_Exercise instructions_: All the lines below should appear again unchanged, though their pictures should not.

=== Section Start ===

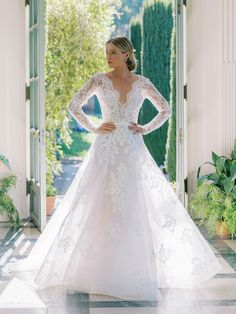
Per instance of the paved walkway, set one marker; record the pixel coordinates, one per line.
(216, 296)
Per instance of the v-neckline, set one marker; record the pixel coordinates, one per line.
(117, 92)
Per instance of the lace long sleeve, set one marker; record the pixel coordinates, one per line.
(162, 105)
(80, 98)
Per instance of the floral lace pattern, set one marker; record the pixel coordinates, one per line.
(125, 233)
(112, 109)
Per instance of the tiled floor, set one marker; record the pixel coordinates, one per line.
(216, 296)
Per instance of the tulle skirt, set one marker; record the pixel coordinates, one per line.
(120, 229)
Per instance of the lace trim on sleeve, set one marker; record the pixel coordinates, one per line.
(162, 105)
(80, 98)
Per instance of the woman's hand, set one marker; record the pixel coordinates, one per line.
(136, 128)
(106, 127)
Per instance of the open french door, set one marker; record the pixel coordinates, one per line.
(181, 97)
(37, 184)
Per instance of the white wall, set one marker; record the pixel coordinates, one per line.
(211, 72)
(12, 95)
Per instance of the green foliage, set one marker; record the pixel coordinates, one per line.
(157, 24)
(76, 32)
(215, 196)
(6, 204)
(136, 39)
(170, 158)
(51, 190)
(224, 175)
(127, 9)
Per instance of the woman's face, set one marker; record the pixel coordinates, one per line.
(115, 58)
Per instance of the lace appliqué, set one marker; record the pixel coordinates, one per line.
(161, 104)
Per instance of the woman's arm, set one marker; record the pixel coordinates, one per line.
(80, 98)
(162, 105)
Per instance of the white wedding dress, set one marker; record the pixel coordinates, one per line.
(120, 229)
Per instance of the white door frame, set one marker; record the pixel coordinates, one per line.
(181, 140)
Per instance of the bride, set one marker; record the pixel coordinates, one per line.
(120, 229)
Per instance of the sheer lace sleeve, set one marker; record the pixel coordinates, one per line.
(80, 98)
(150, 92)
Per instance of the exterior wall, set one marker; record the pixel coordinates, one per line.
(12, 96)
(211, 73)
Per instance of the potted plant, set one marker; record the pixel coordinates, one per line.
(215, 197)
(51, 198)
(7, 181)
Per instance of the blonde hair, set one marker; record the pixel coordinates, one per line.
(124, 44)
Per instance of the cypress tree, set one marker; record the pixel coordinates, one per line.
(136, 39)
(170, 163)
(157, 24)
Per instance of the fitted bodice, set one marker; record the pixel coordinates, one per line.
(111, 107)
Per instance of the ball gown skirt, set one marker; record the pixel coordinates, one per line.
(121, 229)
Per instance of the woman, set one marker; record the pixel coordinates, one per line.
(121, 229)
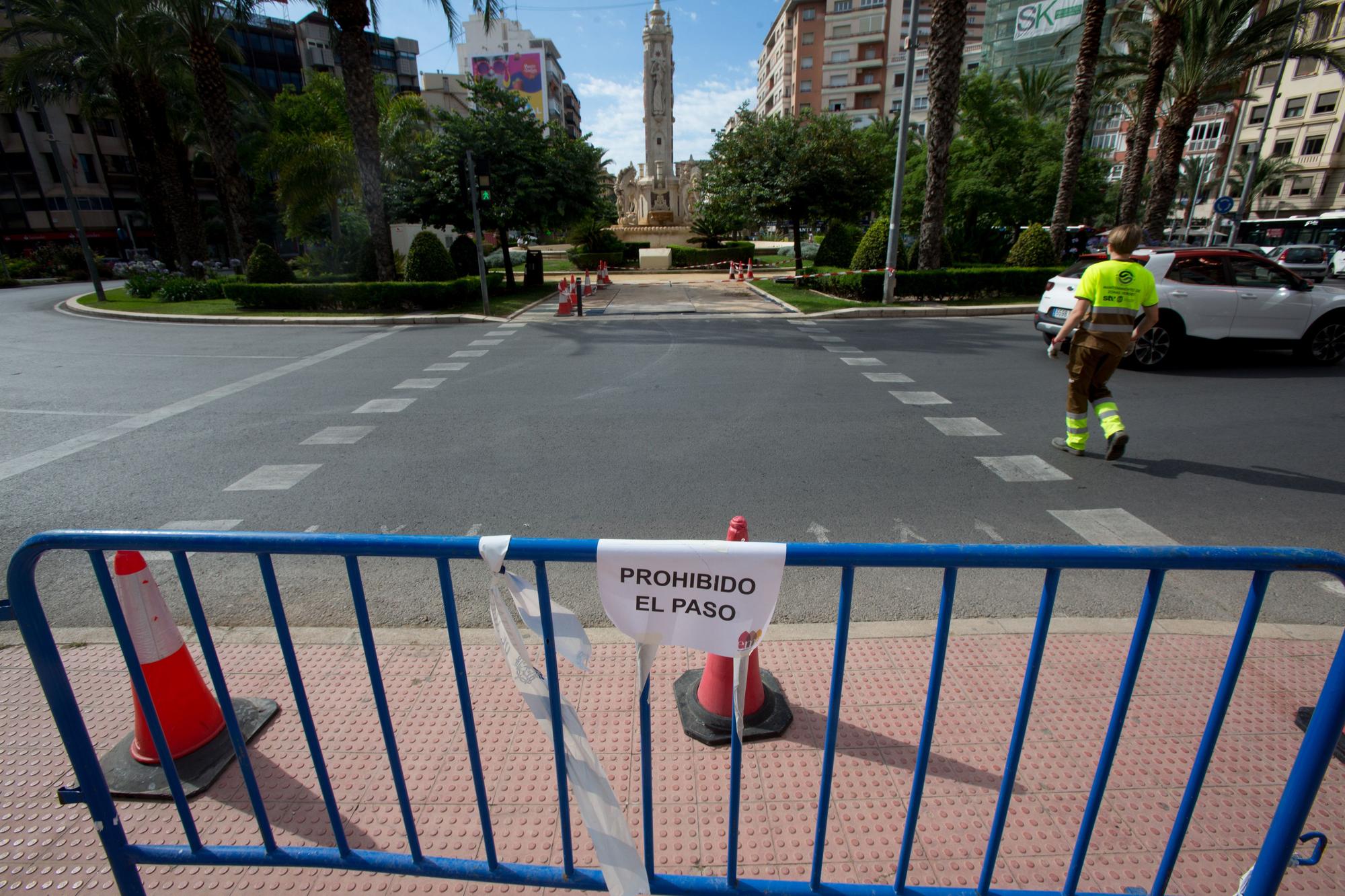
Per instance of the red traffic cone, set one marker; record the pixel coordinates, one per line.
(705, 698)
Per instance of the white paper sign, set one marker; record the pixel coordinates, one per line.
(718, 596)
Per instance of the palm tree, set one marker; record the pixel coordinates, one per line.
(1081, 103)
(352, 18)
(948, 29)
(1163, 45)
(1221, 45)
(204, 25)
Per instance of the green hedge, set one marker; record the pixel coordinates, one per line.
(946, 283)
(688, 256)
(362, 296)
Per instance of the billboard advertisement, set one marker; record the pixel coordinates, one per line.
(1047, 17)
(518, 72)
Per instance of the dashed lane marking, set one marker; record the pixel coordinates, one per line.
(1024, 469)
(338, 436)
(962, 427)
(274, 478)
(921, 397)
(384, 407)
(1112, 526)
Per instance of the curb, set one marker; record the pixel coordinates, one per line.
(354, 321)
(782, 631)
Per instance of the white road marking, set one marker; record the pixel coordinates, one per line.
(921, 397)
(1112, 526)
(1024, 469)
(63, 413)
(988, 530)
(338, 436)
(962, 427)
(274, 478)
(384, 407)
(34, 459)
(906, 533)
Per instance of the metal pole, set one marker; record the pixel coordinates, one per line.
(65, 178)
(899, 174)
(1270, 111)
(477, 224)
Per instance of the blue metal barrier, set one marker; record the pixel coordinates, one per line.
(1276, 853)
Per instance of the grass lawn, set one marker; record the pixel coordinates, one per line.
(502, 306)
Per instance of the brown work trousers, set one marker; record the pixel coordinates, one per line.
(1090, 369)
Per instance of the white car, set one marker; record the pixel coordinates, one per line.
(1218, 294)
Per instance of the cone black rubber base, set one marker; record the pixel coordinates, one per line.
(198, 770)
(701, 724)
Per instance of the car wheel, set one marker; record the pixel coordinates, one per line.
(1159, 348)
(1324, 343)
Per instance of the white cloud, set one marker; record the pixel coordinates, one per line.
(614, 112)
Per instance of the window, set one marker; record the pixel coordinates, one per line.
(1250, 272)
(1206, 271)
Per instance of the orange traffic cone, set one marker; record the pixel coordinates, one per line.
(705, 698)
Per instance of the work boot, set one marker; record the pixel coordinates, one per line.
(1065, 446)
(1117, 446)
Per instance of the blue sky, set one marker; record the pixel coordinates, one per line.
(715, 46)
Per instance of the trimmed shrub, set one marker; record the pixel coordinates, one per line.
(189, 290)
(428, 260)
(1034, 249)
(465, 292)
(463, 253)
(264, 266)
(839, 245)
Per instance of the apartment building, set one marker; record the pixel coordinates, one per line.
(845, 57)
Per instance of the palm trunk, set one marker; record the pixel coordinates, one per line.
(352, 18)
(209, 76)
(1161, 52)
(1172, 143)
(1086, 73)
(949, 29)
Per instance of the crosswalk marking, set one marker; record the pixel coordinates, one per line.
(1112, 526)
(1024, 469)
(962, 427)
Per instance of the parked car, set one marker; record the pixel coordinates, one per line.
(1304, 259)
(1218, 294)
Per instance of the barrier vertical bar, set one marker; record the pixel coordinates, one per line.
(306, 713)
(1114, 727)
(1305, 778)
(553, 692)
(937, 661)
(65, 713)
(465, 700)
(829, 751)
(227, 704)
(1020, 727)
(1223, 696)
(385, 719)
(147, 704)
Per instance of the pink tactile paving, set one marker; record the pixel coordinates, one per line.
(883, 705)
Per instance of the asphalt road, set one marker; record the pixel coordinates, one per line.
(652, 428)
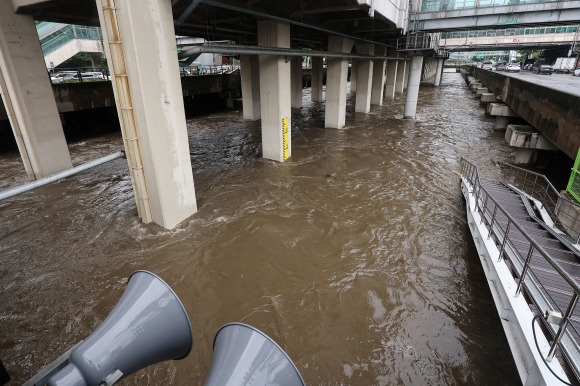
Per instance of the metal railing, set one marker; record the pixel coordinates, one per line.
(565, 335)
(452, 5)
(565, 213)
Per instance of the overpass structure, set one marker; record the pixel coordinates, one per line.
(457, 15)
(139, 41)
(510, 39)
(60, 42)
(381, 37)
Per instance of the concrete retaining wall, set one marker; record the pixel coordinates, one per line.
(556, 114)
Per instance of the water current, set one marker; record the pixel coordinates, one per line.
(354, 255)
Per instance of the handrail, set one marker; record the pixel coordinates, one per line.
(551, 202)
(471, 173)
(569, 279)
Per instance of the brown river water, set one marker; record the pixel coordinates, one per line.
(354, 255)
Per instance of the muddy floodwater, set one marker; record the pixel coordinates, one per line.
(354, 255)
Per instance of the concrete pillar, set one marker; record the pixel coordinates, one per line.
(336, 79)
(364, 79)
(392, 66)
(439, 73)
(296, 81)
(379, 76)
(413, 91)
(317, 78)
(353, 75)
(406, 77)
(250, 73)
(140, 44)
(28, 97)
(275, 92)
(401, 72)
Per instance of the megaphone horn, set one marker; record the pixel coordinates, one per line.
(244, 355)
(148, 325)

=== Section End ===

_Exercise solution_:
Per instance of the paved walkway, set one marker; record the pixel coordinates, one per line.
(216, 296)
Per instance of the v-neckline, set one marker; record the pixel coordinates, one per line.
(117, 92)
Per instance of the lace long sleeve, set one marker; record the pixel coordinates, one per line.
(162, 105)
(80, 98)
Per instance of the floral lace pattern, set one marker; record the pixel coordinates, one per line.
(125, 233)
(112, 109)
Per instance of the tiled floor, set one marker; record the pixel coordinates, one per line.
(216, 296)
Per instance of the tulle skirt, set one marker; record the pixel coordinates, one per line.
(120, 229)
Per instance of the lace trim on sleeve, set one marker; record the pixel coordinates, one per line.
(162, 105)
(80, 98)
Per instance of the woman's hand, set one marker; record the pixel coordinates, one per line.
(136, 128)
(106, 127)
Per instance of the open french door, set one marker; record the pixel coordinates, one per line.
(181, 97)
(37, 184)
Per instance of the white wall, set one marker; record the pixel coordinates, one per line.
(211, 72)
(12, 95)
Per instance of the green foliage, set one marker; record the pixel coordinates, one per line.
(157, 24)
(76, 32)
(215, 196)
(6, 204)
(136, 39)
(170, 158)
(51, 190)
(224, 175)
(127, 9)
Per instance of the woman's face, set one marker; record the pixel coordinates, one per line.
(115, 58)
Per instance of the lace appliqué, set one marker; record the pixel coordinates, one per line.
(161, 104)
Per instance of the woman's arm, set one marker; record the pixel coordinates, one per line.
(80, 98)
(162, 105)
Per instance of the white wedding dress, set one marker; record the pixel coordinates, one per line.
(120, 229)
Per instance of the white door frame, set one marker; record the pixel coordinates, one per line.
(181, 140)
Per instance of the bride, set one marker; record the pixel coordinates, one per line.
(120, 229)
Per instance of the sheer lace sleeve, set one marker; record the pixel coordinates, one per line.
(80, 98)
(150, 92)
Per instance of the exterior wall, set one marker; record the pixel coordinates, one per line.
(12, 96)
(211, 73)
Per instance of the potted plant, set one marker; record the pixel coordinates, one per line.
(215, 197)
(51, 198)
(7, 181)
Per instance of the blonde hair, set one marker; record the pixel coordinates, one per line.
(124, 44)
Per instance of the cypress tree, set one marker; record the pixel coordinates, one per line.
(136, 39)
(170, 163)
(157, 24)
Per instance of the fitted bodice, set one marker; record the pixel coordinates, one per line.
(111, 107)
Per instance of the ball gown skirt, set one marker; record the pixel coordinates, one per line.
(121, 229)
Per instance of the woman, set one marker; record the pixel coordinates, one per line.
(121, 229)
Per instance of the red traffic cone, set one marker; record the pixel coordinates, one per line.
(705, 698)
Per instance of the white paper sign, set one marker; record the pixel coordinates, one per line.
(718, 596)
Per instance of the palm tree, set one marker; record the pixel coordinates, one per line.
(1081, 103)
(352, 18)
(948, 29)
(1163, 45)
(1221, 45)
(204, 25)
Per instance of the green hedge, set one marker; record the pixel coordinates, one per line.
(946, 283)
(688, 256)
(362, 296)
Per instance of the billboard advertisement, set one marker; record the pixel coordinates, one per line.
(1047, 17)
(518, 72)
Per instance of the dashed lane marking, set one marker; record the pixel coordinates, one per line.
(1024, 469)
(338, 436)
(962, 427)
(274, 478)
(921, 397)
(384, 407)
(1112, 526)
Per instance of the curb, set one marker; record the pixel coordinates, one per line.
(354, 321)
(782, 631)
Per instance of the white road marking, set one marker; record the pixel coordinates, one per line.
(921, 397)
(1112, 526)
(1024, 469)
(63, 413)
(988, 530)
(338, 436)
(962, 427)
(274, 478)
(384, 407)
(34, 459)
(906, 533)
Per instance of the metal pole, set one marker; record the pixel coordinates, one per line.
(65, 178)
(899, 174)
(1270, 111)
(477, 224)
Per instance of the blue metal barrier, set one marker; record the pixel coordinates, one per line.
(1276, 853)
Per instance of the grass lawn, set one marker; record the pixel coordinates, one per line.
(502, 306)
Per instance of the brown work trousers, set one marker; record the pixel coordinates, one per line.
(1090, 369)
Per instance of the white car, set one marker; record the pixel coordinates, one per line.
(1218, 294)
Per instance of the cone black rubber base, set one marker; record the pixel coordinates, one per line.
(198, 770)
(701, 724)
Per instance of the car wheel, set one marker; record the pixel coordinates, one per line.
(1159, 348)
(1324, 343)
Per instance of the white cloud, set one marker; record the pixel coordinates, one per line.
(614, 112)
Per instance of the window, set one marker; record the pixel coordinates, one per line.
(1250, 272)
(1206, 271)
Per instance of the orange traffic cone, set one marker; record the pixel coordinates, one per line.
(705, 698)
Per instance of the work boot, set one marker; record the pixel coordinates, one per line.
(1065, 446)
(1117, 446)
Per instance of the blue sky, set one marker; record the pixel coordinates, one per line.
(715, 46)
Per instance of the trimmed shrub, set one marker; record the pixel coordinates, one per line.
(189, 290)
(428, 260)
(1034, 249)
(465, 292)
(463, 253)
(264, 266)
(839, 245)
Per instance of the apartment building, set one marker; record the pixel coordinates, one per line.
(845, 57)
Per instance of the palm trunk, set one marker; record the pixel coordinates, one per line.
(352, 18)
(209, 76)
(1161, 52)
(1172, 143)
(1086, 73)
(949, 29)
Per instance of the crosswalk marking, set one marker; record the pixel coordinates, one per line.
(1112, 526)
(1024, 469)
(962, 427)
Per instance of the parked car, set one marker; record the pixel coordinates, one per line.
(1304, 259)
(1218, 294)
Per instance of the barrier vertical bar, set one marker; record the pixel coordinates, one per line.
(306, 713)
(1114, 727)
(1305, 778)
(553, 692)
(937, 661)
(65, 713)
(465, 700)
(829, 751)
(227, 704)
(1020, 727)
(1223, 696)
(385, 719)
(147, 704)
Per instance of the pink tactile paving, set one marker; record the pixel coordinates, one per line.
(883, 705)
Per instance of the asphalt road, set one marker; record the pixel coordinates, one per line.
(652, 428)
Per instance of the metal railing, set one marker; record the pixel coordinates, one per line.
(565, 335)
(452, 5)
(565, 213)
Per instance of the overpass structure, set one marker; record the pixel coordinates, one per line.
(457, 15)
(139, 41)
(510, 39)
(60, 42)
(381, 37)
Per instance of the concrete retaining wall, set one marker; record the pixel coordinates, one per line.
(556, 114)
Per instance of the water current, set one marker; record the pixel coordinates, one per line.
(354, 255)
Per instance of the handrail, set one marker; record the pixel coordinates, one per line.
(551, 202)
(471, 173)
(569, 279)
Per instance of the brown river water, set one marker; record the pixel coordinates, one per line.
(354, 255)
Per instance of the muddy floodwater, set one marker; record the pixel coordinates, one per line.
(354, 255)
Per instance of the concrete pillar, set one marker; record the pixel coordinates, one per line.
(336, 79)
(364, 79)
(392, 66)
(439, 73)
(296, 81)
(379, 76)
(413, 91)
(317, 78)
(353, 75)
(406, 77)
(250, 73)
(140, 44)
(28, 97)
(275, 92)
(401, 72)
Per instance of the megaphone horn, set one marker; record the pixel coordinates, one per line.
(244, 355)
(148, 325)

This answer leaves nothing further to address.